-- Görevleriniz --
1. Seçilen bölümü iki cümleyle özetleyin.
2. Seçilen bölüme göre Çorum katliamı yaklaşık ne kadar sürdü?
3. Seçilen bölümde "Alevi ile Mağribî" sözlerini içeren yerle başlayıp "yumulan bir katliamdır." ile biten kısmı hiç değiştirmeden geri verin.
---- Seçilen Bölüm
Alevi ile Mağribî
2 Temmuz, 1993 yılında Sivas’ta çoğu Alevi 35 canın Madımak otelinde mezhepçi ve faşist motivasyonla gözü dönmüş bir güruh tarafından yakılarak katledilmesinin 30. yıldönümüydü. 4 Temmuz ise 28 Mayıs 1980’de başlayarak 10 Temmuz’a kadar devam eden Çorum katliamı boyunca yaşanan olayların doruk noktasına çıktığı gün. Yaklaşık 1,5 ay süren Çorum katliamında 57 kişi yaşamını yitirdi, yüzlercesi yaralandı. Devletlû bir katliam olarak Sivas katliamı, toplumun sınıf temeli yerine şeriatçılar ve laikler şeklinde kutuplaşmasına hizmet etmek amacıyla kışkırtılmıştır. Kendisinden iki yıl önce yaşanan Maraş katliamı ile birlikte Çorum katliamı da 12 Eylül darbesine giden yolda, yine devletin gözetiminde, adeta bir askeri darbeyi çağırmak ve meşrulaştırmak amacıyla kışkırtılan, göz yumulan bir katliamdır.
--------
---- Verilen Bilgiler
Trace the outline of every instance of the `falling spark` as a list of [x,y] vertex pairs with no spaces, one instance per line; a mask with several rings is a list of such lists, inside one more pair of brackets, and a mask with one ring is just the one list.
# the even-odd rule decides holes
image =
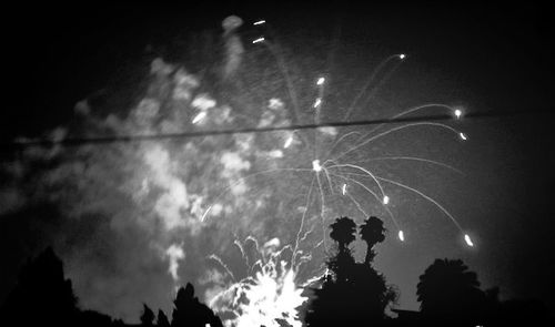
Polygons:
[[314,108],[319,108],[320,104],[322,104],[322,99],[316,98],[316,101],[314,102]]
[[206,112],[205,111],[201,111],[199,112],[198,115],[194,116],[193,119],[193,124],[196,124],[199,123],[200,121],[202,121],[204,117],[206,116]]
[[468,234],[464,234],[464,242],[466,242],[466,245],[468,246],[474,246],[474,243],[472,243],[471,236],[468,236]]
[[284,149],[287,149],[293,144],[293,136],[289,136],[287,140],[285,140],[285,143],[283,144]]
[[401,242],[405,242],[405,234],[403,234],[403,231],[398,231],[398,239],[401,239]]
[[320,165],[320,160],[315,160],[312,162],[312,170],[316,173],[322,171],[322,166]]

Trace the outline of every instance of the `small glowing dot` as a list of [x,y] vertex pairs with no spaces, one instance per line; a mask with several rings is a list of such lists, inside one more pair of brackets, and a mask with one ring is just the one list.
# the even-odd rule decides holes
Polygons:
[[202,121],[204,117],[206,116],[206,112],[205,111],[201,111],[199,112],[198,115],[194,116],[193,119],[193,124],[196,124],[199,123],[200,121]]
[[293,144],[293,136],[289,136],[287,140],[285,140],[285,143],[283,144],[284,149],[287,149]]
[[315,161],[312,162],[312,170],[316,173],[322,171],[322,166],[320,165],[320,160],[316,159]]
[[468,234],[464,234],[464,242],[466,242],[466,245],[468,246],[474,246],[474,243],[472,243],[471,236],[468,236]]

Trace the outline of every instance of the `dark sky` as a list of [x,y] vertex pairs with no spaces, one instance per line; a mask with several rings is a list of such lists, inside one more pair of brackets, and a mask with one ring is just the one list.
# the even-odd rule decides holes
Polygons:
[[[539,297],[553,307],[553,294],[547,289],[555,274],[551,254],[555,35],[554,16],[547,7],[529,1],[454,7],[394,1],[367,7],[349,1],[302,6],[240,2],[90,2],[13,9],[9,14],[17,22],[4,28],[10,92],[9,105],[1,112],[2,141],[40,135],[67,123],[79,100],[107,83],[125,83],[113,76],[141,62],[149,44],[161,49],[191,31],[218,29],[221,19],[231,13],[246,21],[272,21],[285,38],[300,30],[331,35],[340,29],[342,42],[356,44],[362,57],[371,55],[376,47],[407,53],[416,62],[408,73],[433,71],[451,85],[446,98],[461,101],[471,111],[527,112],[464,123],[474,155],[462,163],[468,180],[455,193],[466,201],[455,206],[467,212],[465,223],[480,235],[481,245],[471,254],[457,254],[477,270],[485,286],[498,285],[508,296]],[[24,251],[13,253],[27,255]],[[401,257],[418,260],[417,254]],[[380,263],[390,265],[385,273],[402,279],[394,262],[382,258]],[[430,263],[415,263],[411,273],[422,272]],[[1,287],[3,298],[10,286]],[[405,304],[414,307],[414,303]]]

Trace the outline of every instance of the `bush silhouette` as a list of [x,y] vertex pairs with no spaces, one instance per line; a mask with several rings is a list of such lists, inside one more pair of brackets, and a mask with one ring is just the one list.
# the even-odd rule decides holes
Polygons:
[[420,276],[416,295],[427,319],[461,326],[483,323],[485,293],[476,273],[460,259],[436,259]]
[[164,311],[162,311],[162,310],[158,310],[157,326],[158,327],[170,327],[170,320],[168,320],[168,317],[165,316]]
[[154,313],[148,305],[142,305],[141,326],[154,326]]
[[193,285],[190,283],[178,290],[173,302],[172,327],[222,327],[220,318],[194,296]]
--------
-- Son Cevaplar --
1. 2 Temmuz 1993'te Sivas'ta Madımak otelinde çoğu Alevi 35 kişi yakılarak öldürüldü ve bu katliam, toplumu sınıf temeli yerine şeriatçılar ve laikler olarak kutuplaştırmak için kışkırtıldı. 28 Mayıs ile 10 Temmuz 1980 arasında süren Çorum katliamında ise 57 kişi öldü, yüzlercesi yaralandı; bu katliam da Maraş katliamı gibi 12 Eylül darbesine giden yolda, devletin gözetiminde bir askeri darbeyi çağırmak ve meşrulaştırmak amacıyla kışkırtıldı.

2. Yaklaşık 1,5 ay.

3.
Alevi ile Mağribî
2 Temmuz, 1993 yılında Sivas’ta çoğu Alevi 35 canın Madımak otelinde mezhepçi ve faşist motivasyonla gözü dönmüş bir güruh tarafından yakılarak katledilmesinin 30. yıldönümüydü. 4 Temmuz ise 28 Mayıs 1980’de başlayarak 10 Temmuz’a kadar devam eden Çorum katliamı boyunca yaşanan olayların doruk noktasına çıktığı gün. Yaklaşık 1,5 ay süren Çorum katliamında 57 kişi yaşamını yitirdi, yüzlercesi yaralandı. Devletlû bir katliam olarak Sivas katliamı, toplumun sınıf temeli yerine şeriatçılar ve laikler şeklinde kutuplaşmasına hizmet etmek amacıyla kışkırtılmıştır. Kendisinden iki yıl önce yaşanan Maraş katliamı ile birlikte Çorum katliamı da 12 Eylül darbesine giden yolda, yine devletin gözetiminde, adeta bir askeri darbeyi çağırmak ve meşrulaştırmak amacıyla kışkırtılan, göz yumulan bir katliamdır.